*Given text*
══════════
Why does he keep wanting to go to the hospital? Does he think he'll get better care there? Does he? What kind of "rehab" services is he getting? Can he learn to minimize the risks of aspiration? Are there things he can/should be doing to reduce the swelling in his leg? Is there any hope that any of his chronic conditions can be improved?

He feels that he is not getting the care he deserves and his rights are being violated. Perhaps it would make him feel better to talk to someone from the Long-Term Care Ombudsman Program. Every state has this program. Look it up on the internet and help him make contact. Advise him to come up with specific examples of what he considers deficiencies and also that he will be taken more seriously if he can keep his temper in check and talk calmly and factually about what is wrong. Maybe you can help him practice what he is going to say.
══════════
*Dataset extract*
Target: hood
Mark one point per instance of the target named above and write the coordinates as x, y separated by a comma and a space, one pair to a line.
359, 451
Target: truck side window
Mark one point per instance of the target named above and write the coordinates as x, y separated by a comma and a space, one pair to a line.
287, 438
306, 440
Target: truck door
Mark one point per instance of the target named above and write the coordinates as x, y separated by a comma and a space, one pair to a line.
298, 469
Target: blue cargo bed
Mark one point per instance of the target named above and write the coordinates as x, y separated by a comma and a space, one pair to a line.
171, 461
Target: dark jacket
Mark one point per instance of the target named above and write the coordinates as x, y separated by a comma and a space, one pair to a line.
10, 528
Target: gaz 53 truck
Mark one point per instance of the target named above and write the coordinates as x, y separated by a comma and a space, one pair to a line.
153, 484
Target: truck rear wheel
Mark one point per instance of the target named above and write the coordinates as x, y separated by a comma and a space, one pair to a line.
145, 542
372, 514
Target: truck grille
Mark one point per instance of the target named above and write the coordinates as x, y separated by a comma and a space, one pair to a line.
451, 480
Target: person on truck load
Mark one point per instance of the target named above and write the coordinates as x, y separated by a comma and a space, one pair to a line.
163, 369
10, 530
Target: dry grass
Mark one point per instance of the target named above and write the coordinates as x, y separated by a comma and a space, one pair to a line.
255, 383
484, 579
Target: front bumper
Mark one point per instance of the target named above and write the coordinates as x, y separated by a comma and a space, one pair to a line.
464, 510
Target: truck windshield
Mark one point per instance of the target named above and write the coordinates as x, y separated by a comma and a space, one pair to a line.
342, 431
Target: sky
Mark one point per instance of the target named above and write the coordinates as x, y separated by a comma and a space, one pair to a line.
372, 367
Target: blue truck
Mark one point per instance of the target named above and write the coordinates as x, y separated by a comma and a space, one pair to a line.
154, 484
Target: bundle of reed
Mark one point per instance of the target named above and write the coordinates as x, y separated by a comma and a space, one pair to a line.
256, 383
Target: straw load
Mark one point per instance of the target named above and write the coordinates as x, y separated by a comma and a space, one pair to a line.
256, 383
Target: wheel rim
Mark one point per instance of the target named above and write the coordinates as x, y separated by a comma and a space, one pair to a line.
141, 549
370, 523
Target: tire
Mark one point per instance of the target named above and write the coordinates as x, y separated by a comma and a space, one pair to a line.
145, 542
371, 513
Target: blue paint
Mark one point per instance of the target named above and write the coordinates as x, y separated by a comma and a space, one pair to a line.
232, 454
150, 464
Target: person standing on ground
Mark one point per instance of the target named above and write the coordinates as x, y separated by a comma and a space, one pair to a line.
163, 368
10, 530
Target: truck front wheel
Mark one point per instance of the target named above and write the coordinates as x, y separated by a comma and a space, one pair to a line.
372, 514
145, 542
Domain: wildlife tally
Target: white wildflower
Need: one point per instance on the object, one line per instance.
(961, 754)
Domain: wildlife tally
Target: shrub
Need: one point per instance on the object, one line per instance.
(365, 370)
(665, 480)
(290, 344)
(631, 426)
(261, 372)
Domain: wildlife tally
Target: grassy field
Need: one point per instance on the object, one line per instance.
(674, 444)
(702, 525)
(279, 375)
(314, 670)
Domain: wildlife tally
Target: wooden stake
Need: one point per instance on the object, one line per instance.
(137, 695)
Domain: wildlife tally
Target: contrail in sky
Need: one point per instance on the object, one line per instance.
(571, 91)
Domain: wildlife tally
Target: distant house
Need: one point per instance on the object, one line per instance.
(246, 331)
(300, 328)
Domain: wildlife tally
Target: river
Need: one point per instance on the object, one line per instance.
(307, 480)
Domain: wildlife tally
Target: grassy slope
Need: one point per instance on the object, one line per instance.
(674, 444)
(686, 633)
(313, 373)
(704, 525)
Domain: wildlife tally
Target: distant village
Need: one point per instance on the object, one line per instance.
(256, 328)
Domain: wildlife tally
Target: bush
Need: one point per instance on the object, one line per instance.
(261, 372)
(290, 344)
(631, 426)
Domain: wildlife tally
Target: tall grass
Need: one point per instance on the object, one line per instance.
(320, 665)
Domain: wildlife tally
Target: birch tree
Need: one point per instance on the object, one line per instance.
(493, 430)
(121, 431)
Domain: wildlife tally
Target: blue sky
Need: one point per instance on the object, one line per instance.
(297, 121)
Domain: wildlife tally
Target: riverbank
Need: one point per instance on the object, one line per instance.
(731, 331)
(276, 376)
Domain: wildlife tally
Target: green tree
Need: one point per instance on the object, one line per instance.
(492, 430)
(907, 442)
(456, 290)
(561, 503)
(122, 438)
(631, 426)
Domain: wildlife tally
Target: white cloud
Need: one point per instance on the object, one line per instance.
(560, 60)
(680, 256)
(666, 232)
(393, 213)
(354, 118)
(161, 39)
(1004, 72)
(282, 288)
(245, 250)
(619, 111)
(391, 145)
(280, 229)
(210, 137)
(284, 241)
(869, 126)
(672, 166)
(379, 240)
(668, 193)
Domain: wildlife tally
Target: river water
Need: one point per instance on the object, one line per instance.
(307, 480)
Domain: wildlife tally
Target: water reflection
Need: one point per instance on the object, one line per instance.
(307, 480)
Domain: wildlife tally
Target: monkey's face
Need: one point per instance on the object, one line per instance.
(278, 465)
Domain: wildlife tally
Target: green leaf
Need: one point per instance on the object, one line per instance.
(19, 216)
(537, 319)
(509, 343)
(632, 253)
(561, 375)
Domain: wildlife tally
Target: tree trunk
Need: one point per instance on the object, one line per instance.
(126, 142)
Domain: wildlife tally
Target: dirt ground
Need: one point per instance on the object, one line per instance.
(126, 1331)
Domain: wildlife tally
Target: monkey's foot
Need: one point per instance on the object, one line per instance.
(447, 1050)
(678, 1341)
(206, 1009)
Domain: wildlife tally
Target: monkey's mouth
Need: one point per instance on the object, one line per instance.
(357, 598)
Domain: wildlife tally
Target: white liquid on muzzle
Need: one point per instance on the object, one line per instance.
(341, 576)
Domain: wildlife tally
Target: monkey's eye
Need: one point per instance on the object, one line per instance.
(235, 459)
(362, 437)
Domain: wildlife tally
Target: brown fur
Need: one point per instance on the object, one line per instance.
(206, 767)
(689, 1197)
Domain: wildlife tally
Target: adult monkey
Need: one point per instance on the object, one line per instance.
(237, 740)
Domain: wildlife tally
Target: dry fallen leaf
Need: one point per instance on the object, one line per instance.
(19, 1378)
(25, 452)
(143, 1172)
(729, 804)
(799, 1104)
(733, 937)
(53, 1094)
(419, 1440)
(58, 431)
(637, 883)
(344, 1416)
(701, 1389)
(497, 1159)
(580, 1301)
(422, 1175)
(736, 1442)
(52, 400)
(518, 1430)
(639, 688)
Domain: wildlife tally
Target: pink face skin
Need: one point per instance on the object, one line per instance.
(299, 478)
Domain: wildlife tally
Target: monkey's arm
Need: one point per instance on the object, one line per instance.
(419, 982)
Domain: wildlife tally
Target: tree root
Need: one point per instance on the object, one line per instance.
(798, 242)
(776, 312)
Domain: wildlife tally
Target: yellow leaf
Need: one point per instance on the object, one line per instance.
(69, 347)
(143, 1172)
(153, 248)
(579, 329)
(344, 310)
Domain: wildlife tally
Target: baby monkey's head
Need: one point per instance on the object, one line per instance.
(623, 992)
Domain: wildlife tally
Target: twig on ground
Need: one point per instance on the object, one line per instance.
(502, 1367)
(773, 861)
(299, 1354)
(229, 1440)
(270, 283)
══════════
*What to produce*
Resume the advice about the man unhappy with his long-term care, starting after its last sentence.

*Output*
I suggest this to help him understand that you take him seriously, that you care about his anguish, that there are people in "the establishment" whose job it is to care about what happens to people who have lost their power to control their own lives, and to give him something positive to focus on for a while. Whether there is anything in his long list of complaints that really should be addressed and corrected remains to be seen. But at least he can exercise his right to be heard.

It is very caring of you to want to ease his burden. I hope you can succeed in at least some small ways.

Keep your mother's needs in mind, too. Under no circumstances should she be expected to have him at home. She can visit him as often and as long as they both like, where he is. But she certainly cannot handle what the professionals with around-the-clock staffing are having a hard time handling.

Best wishes to you all. This is a very difficult journey you are all on.